— DATA LISTING —
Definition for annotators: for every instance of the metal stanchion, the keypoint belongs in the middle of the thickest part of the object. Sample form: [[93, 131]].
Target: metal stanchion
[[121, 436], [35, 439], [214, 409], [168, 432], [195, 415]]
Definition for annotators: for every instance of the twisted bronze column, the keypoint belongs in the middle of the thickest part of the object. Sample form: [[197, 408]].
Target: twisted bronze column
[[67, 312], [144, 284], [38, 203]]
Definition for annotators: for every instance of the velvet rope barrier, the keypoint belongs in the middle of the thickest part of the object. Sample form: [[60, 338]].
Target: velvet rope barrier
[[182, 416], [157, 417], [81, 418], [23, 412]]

---

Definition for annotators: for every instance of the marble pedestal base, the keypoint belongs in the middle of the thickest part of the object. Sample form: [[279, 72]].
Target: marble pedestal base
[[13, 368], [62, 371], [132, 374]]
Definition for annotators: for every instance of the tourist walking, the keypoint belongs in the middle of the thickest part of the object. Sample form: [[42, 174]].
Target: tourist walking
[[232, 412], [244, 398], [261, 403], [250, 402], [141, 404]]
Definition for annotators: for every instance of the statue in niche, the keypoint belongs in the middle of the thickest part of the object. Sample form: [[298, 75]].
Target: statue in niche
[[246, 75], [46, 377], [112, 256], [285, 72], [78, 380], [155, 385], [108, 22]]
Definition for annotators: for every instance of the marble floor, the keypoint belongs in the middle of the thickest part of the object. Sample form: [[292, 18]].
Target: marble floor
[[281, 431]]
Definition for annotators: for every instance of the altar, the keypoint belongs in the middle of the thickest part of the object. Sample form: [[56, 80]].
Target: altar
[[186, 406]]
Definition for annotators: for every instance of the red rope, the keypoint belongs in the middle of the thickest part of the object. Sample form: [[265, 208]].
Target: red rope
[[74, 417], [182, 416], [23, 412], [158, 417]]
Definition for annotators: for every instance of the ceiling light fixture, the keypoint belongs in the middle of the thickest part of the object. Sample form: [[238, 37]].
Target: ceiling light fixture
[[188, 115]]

---

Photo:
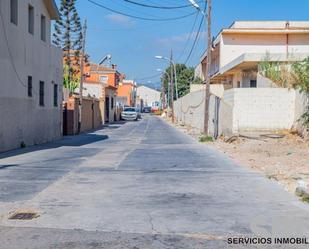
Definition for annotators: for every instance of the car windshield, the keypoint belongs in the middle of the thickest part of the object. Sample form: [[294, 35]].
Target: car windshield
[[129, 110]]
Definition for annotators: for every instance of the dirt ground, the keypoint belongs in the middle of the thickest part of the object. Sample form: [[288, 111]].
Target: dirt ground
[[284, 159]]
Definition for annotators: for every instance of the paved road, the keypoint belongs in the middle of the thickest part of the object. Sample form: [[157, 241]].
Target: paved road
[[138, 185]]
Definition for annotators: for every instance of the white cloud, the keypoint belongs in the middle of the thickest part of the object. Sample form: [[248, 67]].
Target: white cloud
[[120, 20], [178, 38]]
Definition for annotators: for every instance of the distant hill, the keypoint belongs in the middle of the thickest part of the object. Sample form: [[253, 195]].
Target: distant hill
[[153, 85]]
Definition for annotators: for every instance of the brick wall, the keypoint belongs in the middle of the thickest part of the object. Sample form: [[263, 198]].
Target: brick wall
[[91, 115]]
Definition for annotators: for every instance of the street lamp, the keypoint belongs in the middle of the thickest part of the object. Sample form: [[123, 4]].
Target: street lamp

— WHAT THE TASK ASKS —
Turn the lines from the one containing "Definition for annotators: for every instance of the paved" through the one containing "Target: street lamp", both included, into a JSON list of strings with one string per line and any blank lines left out.

— WRITTEN REPLY —
[
  "Definition for annotators: for every instance of the paved road, the keypoint belongs in the middle of the thickest part of the object. Sample form: [[157, 241]].",
  "Target: paved road",
  "[[138, 185]]",
  "Definition for annotators: for every instance of the white cloud, the keypoint belongs in the middle of the thickest part of the object. Sample form: [[248, 67]].",
  "Target: white cloud",
  "[[120, 20], [178, 38]]",
  "Definition for annotators: for every instance of the distant hill, the keypoint belongs in the middle of the thickest part of the object. Sample form: [[253, 195]].",
  "Target: distant hill",
  "[[153, 85]]",
  "Definition for annotators: for every instance of the brick wall, the keypoint belongs in the middle of the thickest part of the object. Sample form: [[263, 198]].",
  "Target: brick wall",
  "[[91, 115]]",
  "Definition for annotators: for every instance of the street lamp, the keypoint belongs in the middle of the thickest part of the object. Sample form: [[123, 4]].",
  "Target: street lamp"
]